(Supplied information begins)

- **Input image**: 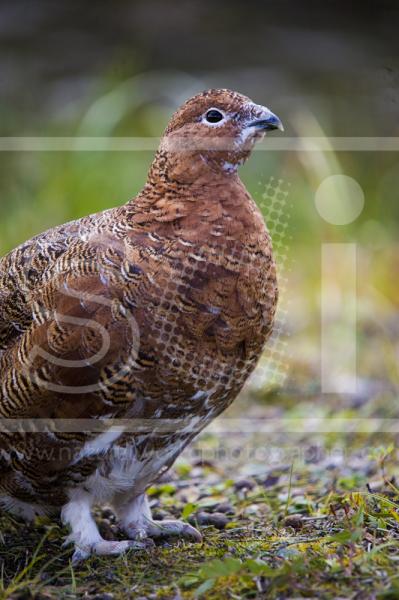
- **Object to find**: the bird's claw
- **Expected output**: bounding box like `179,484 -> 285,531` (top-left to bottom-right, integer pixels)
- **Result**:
146,519 -> 202,542
71,538 -> 154,563
71,547 -> 91,565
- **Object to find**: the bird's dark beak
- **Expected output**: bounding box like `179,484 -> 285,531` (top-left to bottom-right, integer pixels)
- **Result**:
246,104 -> 284,132
248,112 -> 284,132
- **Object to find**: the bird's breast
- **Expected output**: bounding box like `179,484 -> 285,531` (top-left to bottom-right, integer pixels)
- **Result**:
113,207 -> 278,418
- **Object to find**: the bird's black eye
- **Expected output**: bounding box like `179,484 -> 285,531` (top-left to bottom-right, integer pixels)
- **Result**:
205,109 -> 224,123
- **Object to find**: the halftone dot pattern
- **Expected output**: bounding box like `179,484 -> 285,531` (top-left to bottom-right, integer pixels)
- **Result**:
256,176 -> 291,388
150,233 -> 276,405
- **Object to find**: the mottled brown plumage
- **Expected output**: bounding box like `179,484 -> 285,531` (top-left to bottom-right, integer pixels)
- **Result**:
0,89 -> 282,560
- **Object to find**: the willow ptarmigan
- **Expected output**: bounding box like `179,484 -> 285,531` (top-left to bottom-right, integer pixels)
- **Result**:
0,89 -> 282,561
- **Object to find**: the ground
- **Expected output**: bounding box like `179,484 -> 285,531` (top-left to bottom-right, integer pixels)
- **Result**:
1,379 -> 399,599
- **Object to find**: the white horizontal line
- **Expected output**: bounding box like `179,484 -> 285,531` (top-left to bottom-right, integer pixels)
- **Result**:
1,418 -> 399,433
0,137 -> 397,152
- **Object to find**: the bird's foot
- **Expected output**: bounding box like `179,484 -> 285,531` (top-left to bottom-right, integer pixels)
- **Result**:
125,518 -> 202,542
71,538 -> 154,564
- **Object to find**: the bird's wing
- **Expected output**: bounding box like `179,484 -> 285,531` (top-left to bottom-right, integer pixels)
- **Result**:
0,218 -> 83,356
0,212 -> 143,420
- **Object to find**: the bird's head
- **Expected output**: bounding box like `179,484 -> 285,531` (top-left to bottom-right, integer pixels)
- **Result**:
155,88 -> 283,182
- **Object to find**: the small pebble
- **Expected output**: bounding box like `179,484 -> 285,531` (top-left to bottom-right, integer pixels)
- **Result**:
283,514 -> 303,530
99,522 -> 118,540
214,501 -> 235,514
192,511 -> 229,529
152,509 -> 169,520
234,478 -> 255,492
262,474 -> 280,488
193,459 -> 215,468
100,508 -> 115,522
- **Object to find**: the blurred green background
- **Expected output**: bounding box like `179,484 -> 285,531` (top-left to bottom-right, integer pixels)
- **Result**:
1,7 -> 398,595
0,0 -> 397,399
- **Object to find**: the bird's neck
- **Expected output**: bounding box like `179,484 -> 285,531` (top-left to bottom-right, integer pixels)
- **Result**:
125,155 -> 266,246
132,160 -> 246,215
127,147 -> 246,212
146,148 -> 239,187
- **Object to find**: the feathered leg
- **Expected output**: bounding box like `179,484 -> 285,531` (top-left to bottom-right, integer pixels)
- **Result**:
61,489 -> 150,563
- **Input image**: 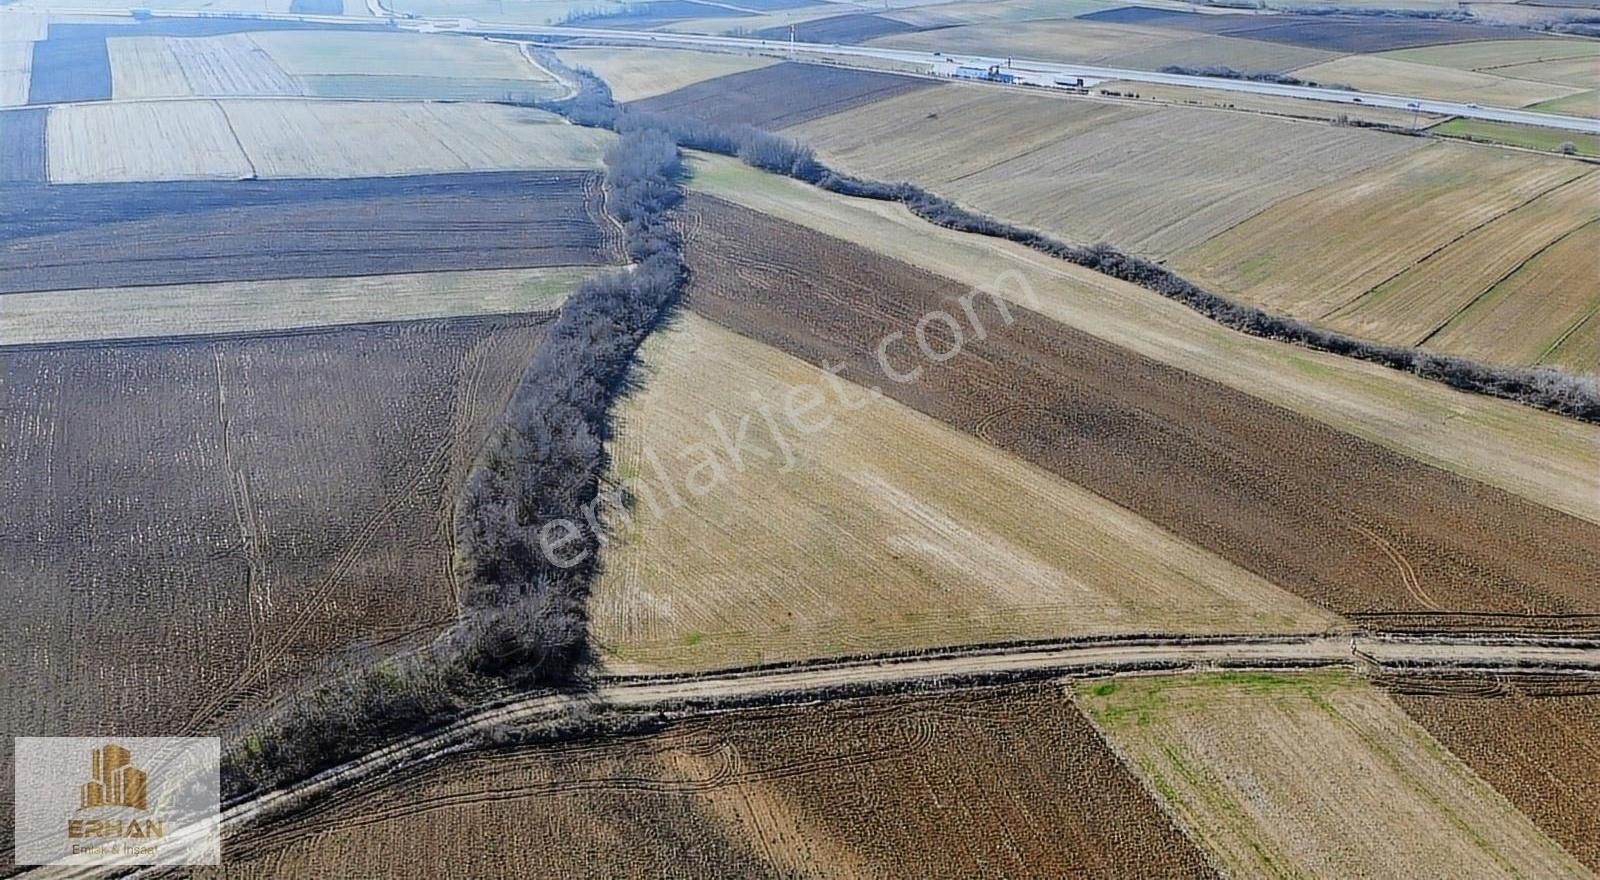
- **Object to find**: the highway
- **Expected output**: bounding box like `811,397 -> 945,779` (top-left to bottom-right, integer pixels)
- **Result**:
464,23 -> 1600,135
28,631 -> 1596,877
8,6 -> 1600,134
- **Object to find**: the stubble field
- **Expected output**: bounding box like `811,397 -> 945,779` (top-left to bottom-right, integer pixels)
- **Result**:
688,155 -> 1600,525
1078,672 -> 1589,878
554,47 -> 776,101
0,313 -> 552,859
45,99 -> 611,183
1323,169 -> 1600,350
592,312 -> 1337,671
202,686 -> 1218,878
0,171 -> 616,293
0,266 -> 594,346
1292,54 -> 1584,108
682,194 -> 1600,633
787,81 -> 1421,257
107,33 -> 303,99
1171,144 -> 1596,365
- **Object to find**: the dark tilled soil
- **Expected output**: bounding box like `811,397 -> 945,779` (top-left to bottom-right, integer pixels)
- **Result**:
203,686 -> 1217,879
1080,5 -> 1533,52
0,172 -> 611,294
1385,678 -> 1600,871
0,314 -> 550,859
682,194 -> 1600,630
627,61 -> 939,130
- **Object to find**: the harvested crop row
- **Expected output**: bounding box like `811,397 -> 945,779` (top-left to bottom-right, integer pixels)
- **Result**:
0,171 -> 611,293
681,195 -> 1600,631
0,313 -> 552,862
198,686 -> 1218,879
627,61 -> 938,129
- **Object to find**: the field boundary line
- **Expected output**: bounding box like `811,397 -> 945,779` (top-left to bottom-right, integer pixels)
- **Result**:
1320,168 -> 1593,323
1420,211 -> 1600,348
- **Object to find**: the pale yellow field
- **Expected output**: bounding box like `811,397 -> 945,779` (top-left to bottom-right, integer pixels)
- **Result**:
872,19 -> 1184,64
250,30 -> 542,79
1112,33 -> 1340,73
220,100 -> 609,177
1430,219 -> 1600,371
795,87 -> 1419,257
593,312 -> 1340,672
0,40 -> 31,107
1384,38 -> 1600,71
1327,170 -> 1600,350
46,99 -> 610,181
657,4 -> 843,35
109,33 -> 305,99
1497,55 -> 1600,90
788,82 -> 1157,186
46,100 -> 253,183
690,155 -> 1600,524
1172,143 -> 1589,319
0,267 -> 590,345
0,10 -> 48,41
555,47 -> 775,101
1078,672 -> 1591,879
107,36 -> 193,99
8,0 -> 296,9
1097,78 -> 1444,127
887,0 -> 1117,27
1293,54 -> 1584,109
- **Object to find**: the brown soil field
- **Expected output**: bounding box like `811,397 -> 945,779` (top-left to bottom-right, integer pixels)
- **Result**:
0,171 -> 615,294
0,313 -> 552,859
681,194 -> 1600,633
627,61 -> 938,129
1080,672 -> 1589,877
1385,676 -> 1600,871
203,686 -> 1218,878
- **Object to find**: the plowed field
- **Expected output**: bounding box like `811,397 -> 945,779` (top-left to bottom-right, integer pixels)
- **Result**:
0,171 -> 615,294
627,62 -> 937,129
1386,676 -> 1600,872
681,195 -> 1600,633
0,313 -> 552,860
201,686 -> 1217,878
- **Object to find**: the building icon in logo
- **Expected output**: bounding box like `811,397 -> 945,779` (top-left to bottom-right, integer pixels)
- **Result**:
79,744 -> 147,812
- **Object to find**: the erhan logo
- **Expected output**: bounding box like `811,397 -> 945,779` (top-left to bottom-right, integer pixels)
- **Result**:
67,743 -> 165,841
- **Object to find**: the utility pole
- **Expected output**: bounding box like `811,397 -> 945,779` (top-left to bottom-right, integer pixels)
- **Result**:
789,24 -> 796,59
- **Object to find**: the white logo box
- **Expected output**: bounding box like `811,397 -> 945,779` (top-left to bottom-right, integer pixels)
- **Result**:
14,737 -> 220,866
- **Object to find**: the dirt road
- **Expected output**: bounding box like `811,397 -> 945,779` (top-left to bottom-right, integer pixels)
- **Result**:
33,633 -> 1592,878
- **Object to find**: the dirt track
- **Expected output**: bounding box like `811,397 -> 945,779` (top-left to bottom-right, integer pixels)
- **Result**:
681,195 -> 1600,632
48,633 -> 1598,879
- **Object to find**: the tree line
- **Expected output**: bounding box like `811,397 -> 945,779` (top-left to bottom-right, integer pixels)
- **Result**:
528,54 -> 1598,423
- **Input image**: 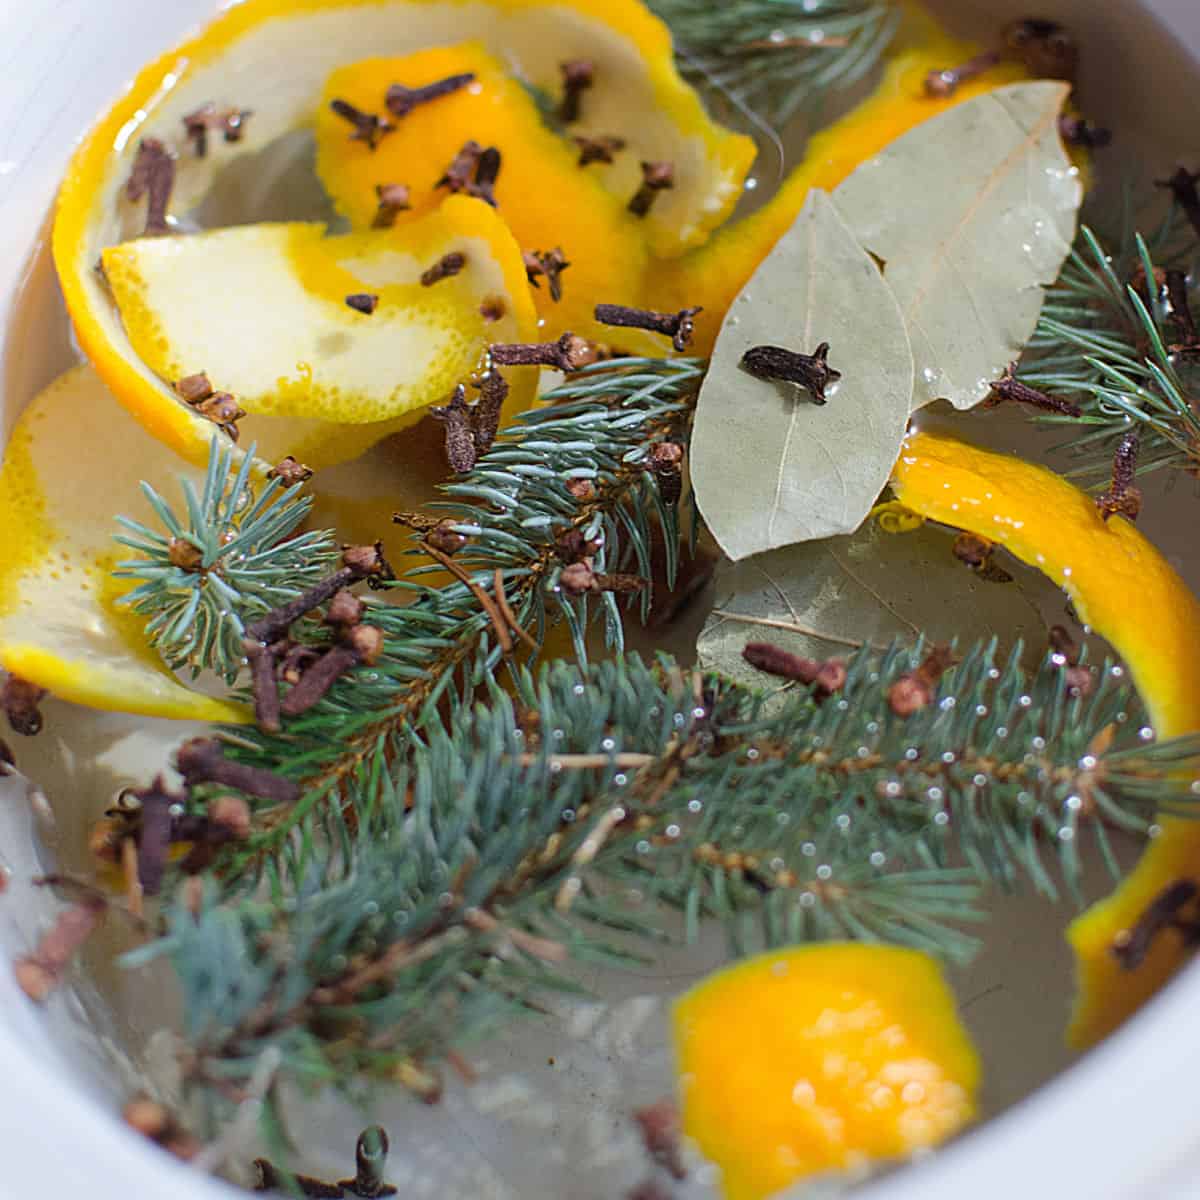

(Supplied information ends)

▶ [What to produce]
Scanning the data above, count the lines in which the string "soil" occurs and state only the count.

▶ [Output]
2